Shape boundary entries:
|---|
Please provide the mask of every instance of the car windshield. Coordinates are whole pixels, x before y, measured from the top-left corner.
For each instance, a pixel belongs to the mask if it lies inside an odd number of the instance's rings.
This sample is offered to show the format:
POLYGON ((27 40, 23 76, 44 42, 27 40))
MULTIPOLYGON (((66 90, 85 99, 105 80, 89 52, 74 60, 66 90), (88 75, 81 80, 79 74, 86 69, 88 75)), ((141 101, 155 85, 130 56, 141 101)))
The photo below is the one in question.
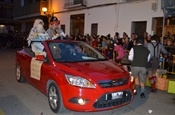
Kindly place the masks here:
POLYGON ((84 62, 107 60, 85 42, 50 42, 52 57, 57 62, 84 62))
|---|
Exercise brief
Please reproduce every item above line for line, leaving out the pictures.

Solution for this task
Please provide the mask of every instance of the car windshield. Coordinates are whole pixels, x before y, measured from the top-left corner.
For each instance, a pixel belongs to the mask if it lies inside an odd number of the instance's rings.
This sample is offered to show the format:
POLYGON ((27 40, 23 76, 44 42, 27 40))
MULTIPOLYGON (((66 90, 85 99, 105 80, 89 52, 74 60, 66 90), (88 75, 81 80, 79 74, 86 69, 88 75)), ((141 101, 155 85, 130 56, 141 101)))
The photo below is the one in question.
Kindly place the masks here:
POLYGON ((84 62, 107 60, 85 42, 50 42, 52 57, 57 62, 84 62))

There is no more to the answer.